— start of Supplied material —

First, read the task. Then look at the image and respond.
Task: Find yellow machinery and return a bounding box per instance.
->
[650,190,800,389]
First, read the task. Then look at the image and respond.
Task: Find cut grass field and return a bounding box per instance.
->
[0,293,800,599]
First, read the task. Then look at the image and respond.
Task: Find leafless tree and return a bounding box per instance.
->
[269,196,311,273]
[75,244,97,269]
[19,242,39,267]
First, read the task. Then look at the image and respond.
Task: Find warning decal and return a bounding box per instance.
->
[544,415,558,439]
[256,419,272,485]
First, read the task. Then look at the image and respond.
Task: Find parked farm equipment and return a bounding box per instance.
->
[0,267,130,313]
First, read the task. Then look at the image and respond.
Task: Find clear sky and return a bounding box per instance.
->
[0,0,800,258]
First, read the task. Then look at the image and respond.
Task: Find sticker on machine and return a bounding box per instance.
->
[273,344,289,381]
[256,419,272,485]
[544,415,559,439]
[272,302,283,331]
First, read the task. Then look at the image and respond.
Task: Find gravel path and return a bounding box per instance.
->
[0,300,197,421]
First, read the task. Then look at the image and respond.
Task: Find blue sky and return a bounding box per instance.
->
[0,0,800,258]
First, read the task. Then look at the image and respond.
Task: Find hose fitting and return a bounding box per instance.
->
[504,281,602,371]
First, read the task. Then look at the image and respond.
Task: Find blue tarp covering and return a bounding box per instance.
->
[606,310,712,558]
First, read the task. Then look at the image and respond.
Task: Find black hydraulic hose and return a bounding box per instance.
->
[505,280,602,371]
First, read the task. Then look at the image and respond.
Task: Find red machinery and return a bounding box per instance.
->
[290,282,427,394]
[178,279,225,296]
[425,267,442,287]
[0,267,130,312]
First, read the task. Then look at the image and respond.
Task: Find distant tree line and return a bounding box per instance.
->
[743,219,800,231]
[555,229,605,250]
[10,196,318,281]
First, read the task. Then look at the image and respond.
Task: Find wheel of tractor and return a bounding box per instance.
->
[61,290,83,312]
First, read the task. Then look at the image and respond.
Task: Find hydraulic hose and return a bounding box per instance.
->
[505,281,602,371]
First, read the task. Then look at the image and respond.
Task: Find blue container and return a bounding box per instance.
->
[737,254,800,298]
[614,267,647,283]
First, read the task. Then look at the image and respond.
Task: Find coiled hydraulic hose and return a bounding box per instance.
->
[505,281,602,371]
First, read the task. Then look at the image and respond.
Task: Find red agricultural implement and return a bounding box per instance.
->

— end of Supplied material —

▸ Task instructions
Reproduce the listing above unchanged, starting at its first line and ending at the line containing "[650,190,800,389]", with both of those lines included.

▸ Output of the exercise
First, read the task. Then look at the image and respond.
Task: Find yellow machinery and return a bounding box per instance.
->
[650,190,800,389]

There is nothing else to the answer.